Requirement:
The article below covers a report on Trinity College Dublin's 2017 Class Rep Elections. List every place it names where polling stations were hard to identify.

Exercise passage:
Trinity College Dublin Students’ Union (TCDSU) Education Officer, Alice MacPherson, and Chair of the Electoral Commission, Gillian Kiely, have jointly produced a report on the Class Rep Elections of 2017. The report has been published following a Motion at the SU Council of 24 October which mandates the production of an annual report on Class Rep Elections.
Speaking to Trinity News, MacPherson said: “The report itself is not supposed to solve problems, it is to comprehensively identify them so we can begin working on them.”
The report outlines issues that have arisen in Class Rep Elections in 2017 and previous years. It identifies problems, good practice, and areas of improvement in communication and engagement, elections and polling, and representation and systems.
Communication with candidates is identified as a critical issue. Some candidates were unaware of what candidacy entailed and raised questions around the rules of campaigning for the position. The report notes that “in a few rare cases, students had been nominated by classmates and were unaware of their candidacy.”
The report acknowledged TCDSU’s duty of “transparency, accountability and democratic practice” that it must offer students. The report outlines the shortcomings of elections in this sense with regard to late nominations. Typically, late nominations are received after the closing date for a class with no candidates and are accepted on a first-come, first-served basis. This issue was raised at the SU Council on 24 October following 172 classes submitting zero nominations by the closing date.
Additionally, difficulties with communication and engagement are highlighted with regards to internal elections held by schools and engagement of Junior Freshman students in the nomination process, who may be intimidated by the requirement to seek a classmate’s seconding of the nomination.
TCDSU ran “What is a Class Rep?” talks in Freshers’ orientation week and the following week, in accordance with a motion to Council in 2016-17. Also, many students were recruited in the nomination process through interaction at stands in Halls and Front Square during Freshers’ week.
The report identifies that challenges arising with elections and polling include polling times, which are not always well suited to students. Despite the publishing of times – which changed daily – on SU social media and emails, there were problems in off-campus locations for students to access polling stations during opening times. Additionally, certain polling stations in the Arts Block, Hamilton, D’Olier, and St James’ hospital were not easily identifiable, resulting in students missing the opportunity to vote.
Student cards are scanned at polling stations to ensure no student can vote twice. The report outlines that the scanning of a student card, however, does not allow the Electoral Commission to check a students’ class or if their card is in date. Theoretically, a holder of a student card could vote even if they are no longer a student.
There were several mistakes printed on the ballots this election period. Several names were misspelt, while some other students were listed on the wrong ballot or missing from the ballot entirely.
Some students were not clear on the method of voting. The system used in Class Rep Elections is Single Transferable Vote. A number of ballots were excluded from the valid poll due to misunderstandings of how STV works.
Furthermore, the report explores issues regarding the adequacy of representation and management of the class rep system.
The number of reps per class is of concern. The SU allocates 1 class rep for 60 students. However, yearly changes in student numbers can mean large classes, such as General Science, are inadequately represented while decreases in other class’ student numbers have led to overrepresentation by reps.
Representation across various locations is another issue for consideration. Some classes which are split between two or more locations, particularly clinical courses, can have class reps all on placement in one location. Consequently, students on placement elsewhere have limited access to a class rep.
The Management System used to store names, email addresses and student numbers of all candidates for class rep, is of critical importance for the SU. However, the system requires manual updates and can quickly become out-of-date.
The report outlines several recommendations for future improvement of class rep elections. Some are short term which will be addressed by the Education Officer in consultation with relevant authorities and officers in order to make these changes for the sabbatical elections in February 2018, where relevant.
These include the development of a strategy document for increasing student engagement with elections and impartial information to be provided to students on the Single Transferable Vote system at polling stations.
Further considerations to be accounted for in future class rep elections include revision of the ‘1 per 60’ rule, the introduction of a secure online voting system, and increased communication with schools and potential candidates prior to the election. Additionally, reviews will be undertaken of polling times and the process for filling positions in unrepresented classes. Ballots will be ordered as early as possible to allow for the limiting of mistakes and misprints.

Given information:
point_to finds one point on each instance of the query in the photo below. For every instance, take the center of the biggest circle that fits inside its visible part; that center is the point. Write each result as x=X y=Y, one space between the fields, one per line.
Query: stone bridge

Solution to this task:
Arts Block, Hamilton, D'Olier, St James' hospital